» Data supplied
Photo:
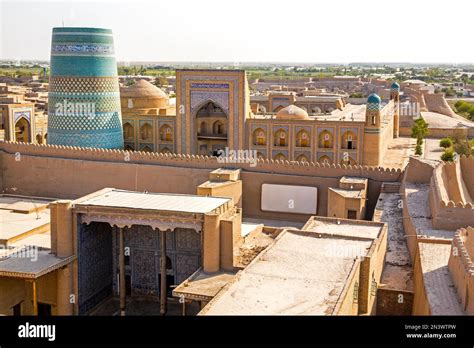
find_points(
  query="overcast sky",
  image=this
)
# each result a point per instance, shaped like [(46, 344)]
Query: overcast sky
[(251, 30)]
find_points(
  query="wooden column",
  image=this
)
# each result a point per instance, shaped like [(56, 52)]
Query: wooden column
[(35, 298), (163, 293), (122, 290)]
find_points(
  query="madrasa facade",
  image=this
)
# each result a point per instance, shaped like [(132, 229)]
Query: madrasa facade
[(214, 112)]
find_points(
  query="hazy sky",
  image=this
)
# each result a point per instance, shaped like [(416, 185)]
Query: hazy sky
[(251, 30)]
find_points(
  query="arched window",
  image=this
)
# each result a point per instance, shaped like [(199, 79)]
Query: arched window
[(218, 128), (128, 131), (280, 157), (302, 158), (259, 137), (146, 132), (324, 159), (302, 138), (326, 140), (281, 138), (166, 133), (348, 160), (203, 127), (348, 140), (22, 130)]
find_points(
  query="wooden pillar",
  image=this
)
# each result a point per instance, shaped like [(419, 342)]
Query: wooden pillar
[(35, 298), (122, 290), (163, 273)]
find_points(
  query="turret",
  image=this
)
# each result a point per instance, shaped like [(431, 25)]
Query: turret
[(372, 154), (395, 96)]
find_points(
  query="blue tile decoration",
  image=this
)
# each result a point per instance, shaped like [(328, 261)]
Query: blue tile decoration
[(84, 98), (374, 103)]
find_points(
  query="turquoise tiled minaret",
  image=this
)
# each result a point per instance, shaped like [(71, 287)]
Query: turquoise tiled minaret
[(84, 96)]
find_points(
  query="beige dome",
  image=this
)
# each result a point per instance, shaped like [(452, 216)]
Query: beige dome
[(292, 112), (142, 97), (142, 89)]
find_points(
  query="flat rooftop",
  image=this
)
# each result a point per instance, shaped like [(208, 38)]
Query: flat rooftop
[(347, 193), (344, 227), (154, 201), (203, 286), (299, 274), (31, 263), (21, 216), (353, 180)]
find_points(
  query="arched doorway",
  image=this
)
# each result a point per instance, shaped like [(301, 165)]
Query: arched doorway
[(22, 130), (325, 159), (128, 131), (39, 138), (211, 124), (146, 132)]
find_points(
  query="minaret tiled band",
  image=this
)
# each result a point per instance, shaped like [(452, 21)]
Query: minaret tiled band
[(84, 97)]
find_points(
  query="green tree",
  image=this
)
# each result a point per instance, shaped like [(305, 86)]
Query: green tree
[(448, 155), (464, 147), (418, 150), (419, 130)]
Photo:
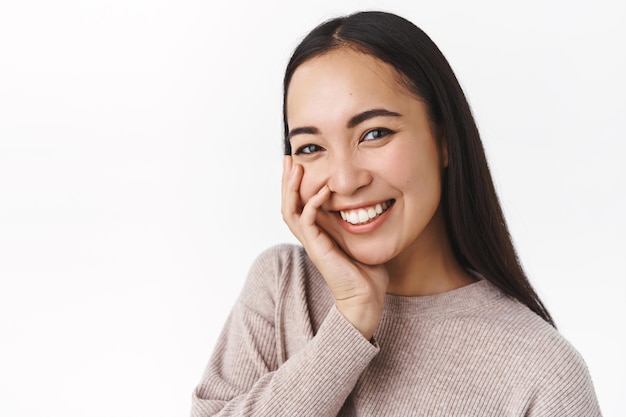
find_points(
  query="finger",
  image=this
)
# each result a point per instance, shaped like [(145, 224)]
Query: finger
[(312, 206), (292, 175)]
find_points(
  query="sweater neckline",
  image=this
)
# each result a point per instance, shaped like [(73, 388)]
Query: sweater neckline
[(469, 297)]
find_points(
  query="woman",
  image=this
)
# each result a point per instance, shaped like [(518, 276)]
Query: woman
[(407, 297)]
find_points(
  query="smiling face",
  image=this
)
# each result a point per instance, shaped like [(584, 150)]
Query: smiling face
[(355, 128)]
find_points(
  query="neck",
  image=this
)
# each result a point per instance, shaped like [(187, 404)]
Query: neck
[(428, 266)]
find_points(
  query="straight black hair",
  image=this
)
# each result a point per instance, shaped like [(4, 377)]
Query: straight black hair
[(474, 220)]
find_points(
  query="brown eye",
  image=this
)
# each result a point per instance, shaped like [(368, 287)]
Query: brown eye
[(308, 149), (376, 134)]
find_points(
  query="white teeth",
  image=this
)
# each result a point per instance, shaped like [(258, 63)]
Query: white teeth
[(364, 215)]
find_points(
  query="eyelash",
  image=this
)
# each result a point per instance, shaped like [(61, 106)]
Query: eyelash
[(306, 149), (382, 133)]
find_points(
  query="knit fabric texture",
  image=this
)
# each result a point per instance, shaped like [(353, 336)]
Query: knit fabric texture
[(287, 351)]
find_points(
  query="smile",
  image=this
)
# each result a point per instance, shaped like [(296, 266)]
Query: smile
[(365, 214)]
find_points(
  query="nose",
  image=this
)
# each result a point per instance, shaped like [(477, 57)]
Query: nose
[(346, 175)]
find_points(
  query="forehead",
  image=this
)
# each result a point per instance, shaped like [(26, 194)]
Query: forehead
[(342, 82)]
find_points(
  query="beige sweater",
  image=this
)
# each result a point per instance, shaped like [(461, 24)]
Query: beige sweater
[(287, 351)]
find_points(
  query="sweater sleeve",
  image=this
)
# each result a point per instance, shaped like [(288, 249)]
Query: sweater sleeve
[(243, 378), (567, 390)]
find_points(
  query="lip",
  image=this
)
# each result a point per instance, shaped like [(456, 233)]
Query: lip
[(365, 227)]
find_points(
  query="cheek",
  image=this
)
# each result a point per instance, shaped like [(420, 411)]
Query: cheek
[(311, 184)]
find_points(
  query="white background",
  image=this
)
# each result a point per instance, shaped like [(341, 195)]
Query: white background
[(140, 155)]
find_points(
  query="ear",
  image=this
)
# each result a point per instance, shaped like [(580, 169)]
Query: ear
[(443, 144)]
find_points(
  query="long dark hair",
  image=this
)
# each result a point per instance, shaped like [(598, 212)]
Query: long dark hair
[(476, 227)]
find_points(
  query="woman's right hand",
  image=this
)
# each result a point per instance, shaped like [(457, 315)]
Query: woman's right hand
[(359, 289)]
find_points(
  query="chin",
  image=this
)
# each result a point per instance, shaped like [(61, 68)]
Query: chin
[(368, 255)]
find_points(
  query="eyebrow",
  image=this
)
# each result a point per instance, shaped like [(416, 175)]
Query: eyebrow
[(353, 122)]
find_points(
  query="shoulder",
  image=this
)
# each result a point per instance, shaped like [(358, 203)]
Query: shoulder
[(540, 350)]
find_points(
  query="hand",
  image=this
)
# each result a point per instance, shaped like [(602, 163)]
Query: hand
[(359, 289)]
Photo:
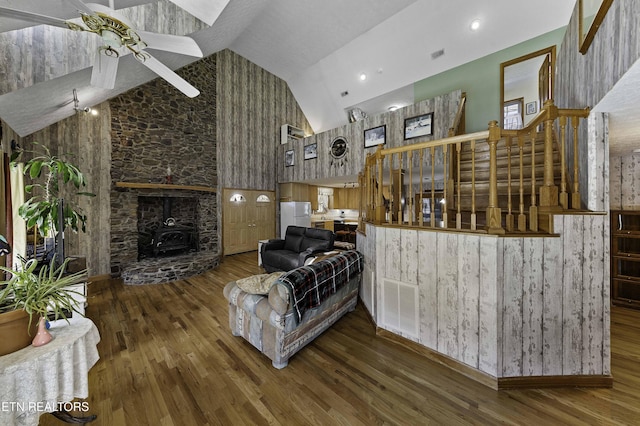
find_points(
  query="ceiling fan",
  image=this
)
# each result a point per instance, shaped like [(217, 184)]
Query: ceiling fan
[(118, 39)]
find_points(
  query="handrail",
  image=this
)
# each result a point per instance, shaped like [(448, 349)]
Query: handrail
[(459, 116), (451, 175)]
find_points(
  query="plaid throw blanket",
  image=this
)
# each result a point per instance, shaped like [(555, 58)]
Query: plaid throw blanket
[(312, 284)]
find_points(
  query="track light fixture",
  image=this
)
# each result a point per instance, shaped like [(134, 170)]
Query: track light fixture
[(76, 105)]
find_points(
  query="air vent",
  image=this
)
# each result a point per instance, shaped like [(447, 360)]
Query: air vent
[(437, 54)]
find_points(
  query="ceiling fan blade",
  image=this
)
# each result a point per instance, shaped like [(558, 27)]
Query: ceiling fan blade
[(171, 43), (81, 6), (205, 10), (104, 71), (171, 77), (33, 17)]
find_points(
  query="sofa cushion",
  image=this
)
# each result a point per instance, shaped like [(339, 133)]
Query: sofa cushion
[(284, 260), (258, 284), (310, 285), (317, 239), (293, 238)]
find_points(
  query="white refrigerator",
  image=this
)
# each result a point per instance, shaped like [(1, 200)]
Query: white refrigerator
[(294, 213)]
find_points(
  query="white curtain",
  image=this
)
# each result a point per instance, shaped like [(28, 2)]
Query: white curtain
[(19, 226)]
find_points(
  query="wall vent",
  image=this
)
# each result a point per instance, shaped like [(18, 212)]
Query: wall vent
[(437, 54)]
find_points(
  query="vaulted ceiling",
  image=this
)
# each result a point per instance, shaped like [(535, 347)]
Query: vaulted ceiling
[(320, 48)]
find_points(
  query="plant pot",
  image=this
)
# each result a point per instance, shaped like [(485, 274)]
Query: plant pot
[(14, 333)]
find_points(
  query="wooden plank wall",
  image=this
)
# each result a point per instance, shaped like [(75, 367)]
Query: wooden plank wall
[(325, 166), (625, 182), (85, 140), (252, 104), (583, 80), (508, 307), (41, 53)]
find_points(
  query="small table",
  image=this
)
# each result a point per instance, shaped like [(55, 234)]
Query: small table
[(45, 379)]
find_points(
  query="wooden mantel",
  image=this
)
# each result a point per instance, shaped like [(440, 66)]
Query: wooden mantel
[(136, 185)]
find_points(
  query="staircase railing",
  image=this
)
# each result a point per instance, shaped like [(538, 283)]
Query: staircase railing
[(429, 185)]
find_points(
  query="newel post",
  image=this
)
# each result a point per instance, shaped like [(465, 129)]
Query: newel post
[(549, 190), (494, 214)]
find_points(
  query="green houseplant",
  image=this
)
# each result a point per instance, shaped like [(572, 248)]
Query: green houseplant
[(46, 208), (32, 294)]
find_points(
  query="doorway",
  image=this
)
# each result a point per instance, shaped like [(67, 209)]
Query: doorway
[(248, 216)]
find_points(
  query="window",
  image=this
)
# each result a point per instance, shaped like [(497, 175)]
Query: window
[(513, 114)]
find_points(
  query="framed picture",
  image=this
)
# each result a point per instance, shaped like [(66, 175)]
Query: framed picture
[(375, 136), (311, 151), (420, 125), (532, 107), (289, 158)]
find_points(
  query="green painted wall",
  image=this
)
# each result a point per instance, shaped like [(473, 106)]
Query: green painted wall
[(480, 79)]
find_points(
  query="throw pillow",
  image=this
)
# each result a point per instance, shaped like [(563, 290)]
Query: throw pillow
[(258, 284)]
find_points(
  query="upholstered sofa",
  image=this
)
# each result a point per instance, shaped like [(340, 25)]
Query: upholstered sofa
[(299, 244), (297, 307)]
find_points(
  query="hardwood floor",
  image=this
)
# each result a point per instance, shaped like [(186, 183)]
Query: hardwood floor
[(168, 358)]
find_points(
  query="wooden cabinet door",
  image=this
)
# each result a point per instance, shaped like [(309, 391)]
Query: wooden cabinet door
[(236, 229), (248, 216), (264, 217)]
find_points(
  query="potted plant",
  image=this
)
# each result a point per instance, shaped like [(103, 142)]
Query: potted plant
[(28, 298), (46, 209)]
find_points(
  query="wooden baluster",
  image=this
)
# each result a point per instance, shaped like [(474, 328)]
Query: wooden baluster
[(420, 213), (445, 215), (549, 190), (564, 197), (522, 219), (510, 219), (575, 196), (494, 215), (458, 214), (533, 209), (410, 210), (473, 186)]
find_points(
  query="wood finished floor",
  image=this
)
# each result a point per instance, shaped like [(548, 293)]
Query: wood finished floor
[(168, 358)]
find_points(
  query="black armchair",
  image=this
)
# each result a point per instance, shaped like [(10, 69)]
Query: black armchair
[(298, 245)]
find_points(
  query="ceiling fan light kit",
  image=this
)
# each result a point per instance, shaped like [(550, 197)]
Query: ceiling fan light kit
[(118, 39)]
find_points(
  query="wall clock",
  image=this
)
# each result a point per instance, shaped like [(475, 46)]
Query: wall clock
[(338, 147)]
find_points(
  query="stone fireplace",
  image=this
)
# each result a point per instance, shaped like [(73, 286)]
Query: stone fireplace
[(142, 210), (156, 131), (167, 226)]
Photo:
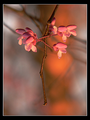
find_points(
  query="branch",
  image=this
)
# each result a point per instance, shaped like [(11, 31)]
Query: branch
[(9, 27), (45, 54), (25, 13)]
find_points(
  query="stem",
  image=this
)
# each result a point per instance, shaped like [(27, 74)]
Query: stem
[(45, 54)]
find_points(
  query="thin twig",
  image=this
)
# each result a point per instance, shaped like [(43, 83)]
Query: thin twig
[(45, 54)]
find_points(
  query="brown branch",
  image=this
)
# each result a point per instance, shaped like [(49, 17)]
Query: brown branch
[(45, 54)]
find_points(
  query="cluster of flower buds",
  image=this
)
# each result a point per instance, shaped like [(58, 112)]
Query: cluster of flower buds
[(29, 38)]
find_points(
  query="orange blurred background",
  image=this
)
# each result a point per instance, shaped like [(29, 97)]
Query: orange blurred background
[(65, 78)]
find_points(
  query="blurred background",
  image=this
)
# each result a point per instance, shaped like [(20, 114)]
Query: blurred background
[(65, 78)]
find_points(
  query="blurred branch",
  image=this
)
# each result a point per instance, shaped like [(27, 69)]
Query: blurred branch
[(45, 54), (34, 19), (79, 40), (9, 27)]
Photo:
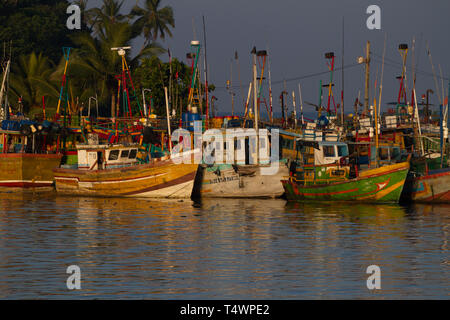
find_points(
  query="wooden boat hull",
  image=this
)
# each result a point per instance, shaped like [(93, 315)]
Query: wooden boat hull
[(27, 171), (160, 179), (382, 184), (433, 187), (226, 181)]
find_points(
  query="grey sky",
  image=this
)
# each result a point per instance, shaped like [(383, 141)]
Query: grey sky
[(299, 33)]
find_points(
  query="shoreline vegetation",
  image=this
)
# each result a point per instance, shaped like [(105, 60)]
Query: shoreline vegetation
[(33, 35)]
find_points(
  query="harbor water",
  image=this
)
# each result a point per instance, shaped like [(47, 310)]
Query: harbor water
[(220, 249)]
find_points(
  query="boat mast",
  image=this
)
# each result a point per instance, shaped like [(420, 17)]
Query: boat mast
[(206, 75), (270, 89), (366, 93), (255, 103), (342, 90), (301, 103), (168, 120)]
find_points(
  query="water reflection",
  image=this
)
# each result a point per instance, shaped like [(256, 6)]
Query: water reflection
[(227, 248)]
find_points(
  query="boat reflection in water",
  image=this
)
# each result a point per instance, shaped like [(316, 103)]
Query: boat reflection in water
[(135, 248)]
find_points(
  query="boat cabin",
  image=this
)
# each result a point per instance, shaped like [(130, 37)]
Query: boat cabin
[(320, 162), (99, 157), (236, 146)]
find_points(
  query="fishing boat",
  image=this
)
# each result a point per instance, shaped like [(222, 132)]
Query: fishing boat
[(239, 169), (434, 186), (28, 156), (323, 173), (106, 170)]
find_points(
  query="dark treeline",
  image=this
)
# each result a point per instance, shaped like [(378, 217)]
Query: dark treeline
[(36, 31)]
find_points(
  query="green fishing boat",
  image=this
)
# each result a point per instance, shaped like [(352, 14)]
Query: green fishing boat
[(323, 172)]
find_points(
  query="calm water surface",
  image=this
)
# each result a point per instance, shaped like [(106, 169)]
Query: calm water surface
[(220, 249)]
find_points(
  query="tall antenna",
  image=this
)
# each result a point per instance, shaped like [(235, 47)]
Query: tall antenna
[(206, 75), (342, 91)]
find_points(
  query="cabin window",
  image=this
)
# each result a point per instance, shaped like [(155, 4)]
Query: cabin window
[(262, 143), (342, 151), (237, 144), (396, 153), (384, 153), (133, 153), (328, 151), (113, 155)]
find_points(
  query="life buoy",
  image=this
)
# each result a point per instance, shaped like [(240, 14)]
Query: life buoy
[(25, 130)]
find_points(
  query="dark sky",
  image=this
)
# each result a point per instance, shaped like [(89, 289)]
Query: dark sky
[(298, 33)]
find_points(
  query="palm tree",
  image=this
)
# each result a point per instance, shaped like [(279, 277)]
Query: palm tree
[(30, 80), (153, 21), (98, 66), (108, 12)]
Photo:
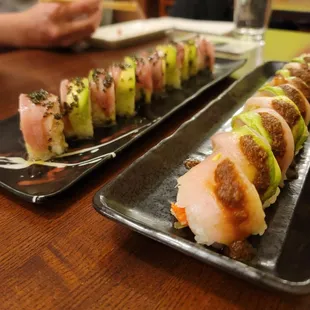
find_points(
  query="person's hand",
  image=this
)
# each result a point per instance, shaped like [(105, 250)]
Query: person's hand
[(59, 24)]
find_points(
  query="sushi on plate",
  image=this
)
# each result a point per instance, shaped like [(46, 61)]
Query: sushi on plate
[(102, 97), (288, 110), (272, 126), (253, 155), (218, 202), (42, 125), (292, 93), (74, 94), (124, 77)]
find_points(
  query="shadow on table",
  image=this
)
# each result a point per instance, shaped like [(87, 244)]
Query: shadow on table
[(195, 276)]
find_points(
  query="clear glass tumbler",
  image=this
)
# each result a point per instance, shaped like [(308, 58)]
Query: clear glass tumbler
[(251, 18)]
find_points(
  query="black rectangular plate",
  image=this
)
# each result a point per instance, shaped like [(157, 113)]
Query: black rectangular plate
[(140, 197), (37, 182)]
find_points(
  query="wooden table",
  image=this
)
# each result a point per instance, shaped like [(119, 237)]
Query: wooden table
[(63, 255)]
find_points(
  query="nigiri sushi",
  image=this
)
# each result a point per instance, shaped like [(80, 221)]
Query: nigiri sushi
[(288, 110), (144, 81), (42, 125), (218, 202), (253, 155), (125, 88), (173, 72), (158, 66), (285, 77), (205, 53), (303, 58), (74, 94), (183, 59), (300, 70), (292, 93), (102, 96), (272, 126)]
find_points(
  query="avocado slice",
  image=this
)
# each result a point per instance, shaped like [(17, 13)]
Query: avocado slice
[(173, 73), (125, 91), (275, 175), (192, 58), (79, 109)]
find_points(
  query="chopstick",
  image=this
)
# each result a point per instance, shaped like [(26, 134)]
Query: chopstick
[(125, 6)]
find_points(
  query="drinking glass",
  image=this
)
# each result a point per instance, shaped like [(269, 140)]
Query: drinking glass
[(251, 18)]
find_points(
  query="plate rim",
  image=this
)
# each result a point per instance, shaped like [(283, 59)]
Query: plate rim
[(253, 275), (38, 199)]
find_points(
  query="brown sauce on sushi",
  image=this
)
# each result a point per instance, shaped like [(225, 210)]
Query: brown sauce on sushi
[(287, 111), (298, 83), (295, 96), (258, 157), (229, 190), (240, 250), (275, 130), (303, 73), (190, 163)]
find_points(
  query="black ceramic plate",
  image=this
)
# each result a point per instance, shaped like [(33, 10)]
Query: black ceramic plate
[(37, 182), (140, 198)]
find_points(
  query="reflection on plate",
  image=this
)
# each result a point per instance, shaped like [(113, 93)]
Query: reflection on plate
[(140, 197), (39, 180)]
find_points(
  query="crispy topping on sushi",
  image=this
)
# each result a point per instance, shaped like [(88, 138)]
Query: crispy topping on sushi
[(292, 93), (220, 203), (102, 96), (77, 108), (300, 70), (270, 125), (41, 124), (288, 110)]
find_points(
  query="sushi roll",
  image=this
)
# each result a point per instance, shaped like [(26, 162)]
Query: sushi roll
[(74, 94), (205, 54), (292, 93), (284, 77), (300, 70), (173, 72), (303, 59), (218, 202), (158, 66), (42, 125), (272, 126), (288, 110), (144, 81), (125, 88), (102, 97), (253, 155), (183, 59)]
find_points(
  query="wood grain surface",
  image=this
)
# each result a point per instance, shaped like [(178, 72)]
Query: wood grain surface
[(63, 255)]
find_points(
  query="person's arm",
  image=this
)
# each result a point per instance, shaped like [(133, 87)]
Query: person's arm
[(50, 24), (120, 16)]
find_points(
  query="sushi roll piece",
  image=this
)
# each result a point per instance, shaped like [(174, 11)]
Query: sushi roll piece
[(42, 125), (102, 97), (74, 94), (125, 89), (292, 93), (218, 202), (284, 77), (205, 54), (272, 126), (173, 72), (303, 59), (192, 58), (158, 66), (288, 110), (182, 59), (144, 81), (300, 70), (253, 155)]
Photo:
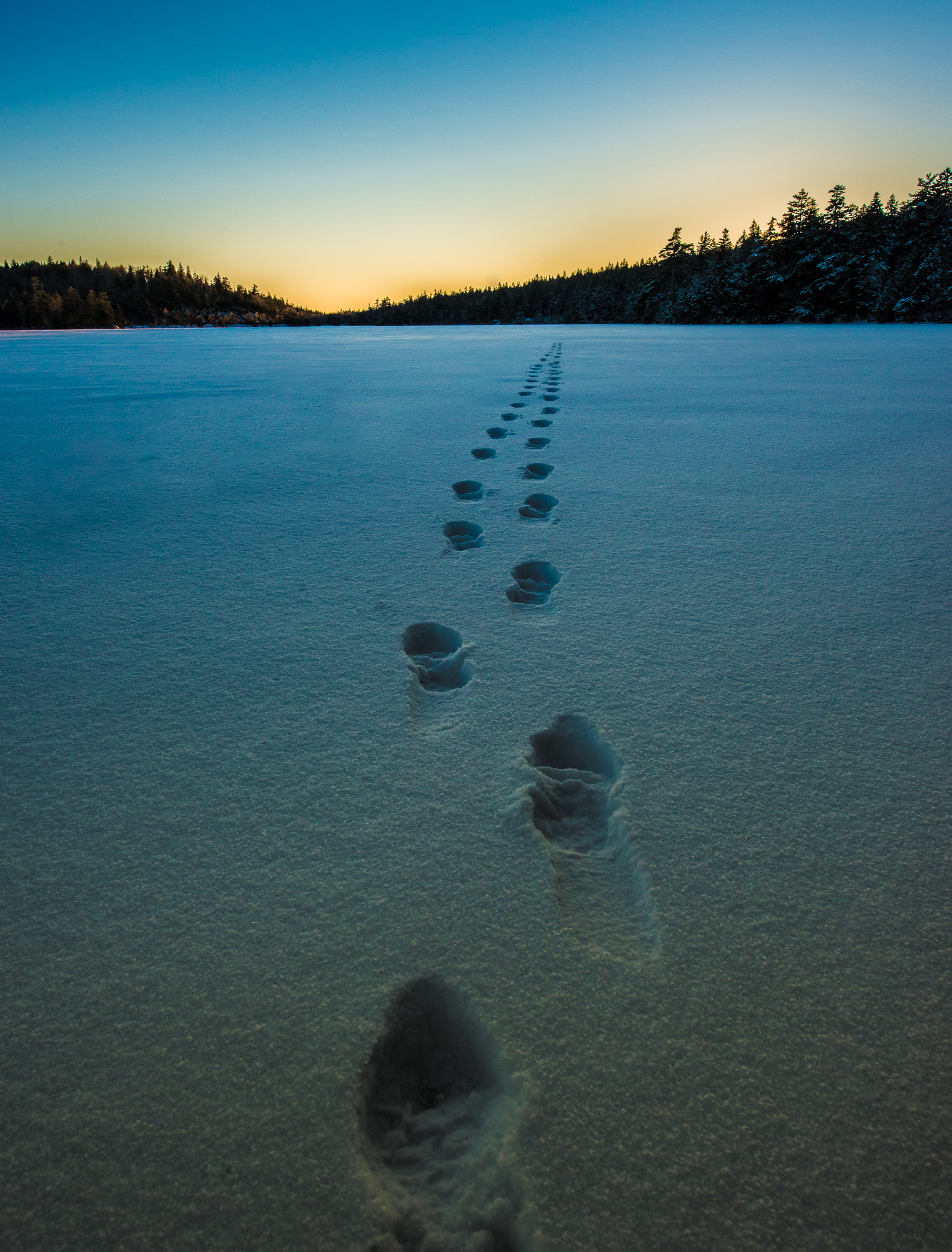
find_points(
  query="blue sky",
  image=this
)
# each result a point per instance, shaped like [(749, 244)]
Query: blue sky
[(337, 155)]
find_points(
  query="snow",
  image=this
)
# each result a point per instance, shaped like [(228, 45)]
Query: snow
[(237, 824)]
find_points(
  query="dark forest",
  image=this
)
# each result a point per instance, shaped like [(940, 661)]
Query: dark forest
[(844, 264)]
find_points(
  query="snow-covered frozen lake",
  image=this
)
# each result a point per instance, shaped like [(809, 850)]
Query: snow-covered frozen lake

» Goal of the exercise
Starting at the beginning of the items and stopping after the line that contains "[(35, 298), (163, 293), (122, 290)]", write out every line again, requests included, and add 137 to each coordinate in the answers. Leave the numbers in the requests and their format samples unchanged, and omit the pictures.

» Response to the exercise
Photo:
find_points(
  query="overcast sky",
  image=this
)
# each result a point per instance, shaped like [(46, 344)]
Query: overcast sky
[(388, 167)]
find_points(
  query="wooden column",
  image=this
)
# each result a point per instance, shaped like [(56, 52)]
Query: wooden column
[(172, 435), (300, 430), (259, 427)]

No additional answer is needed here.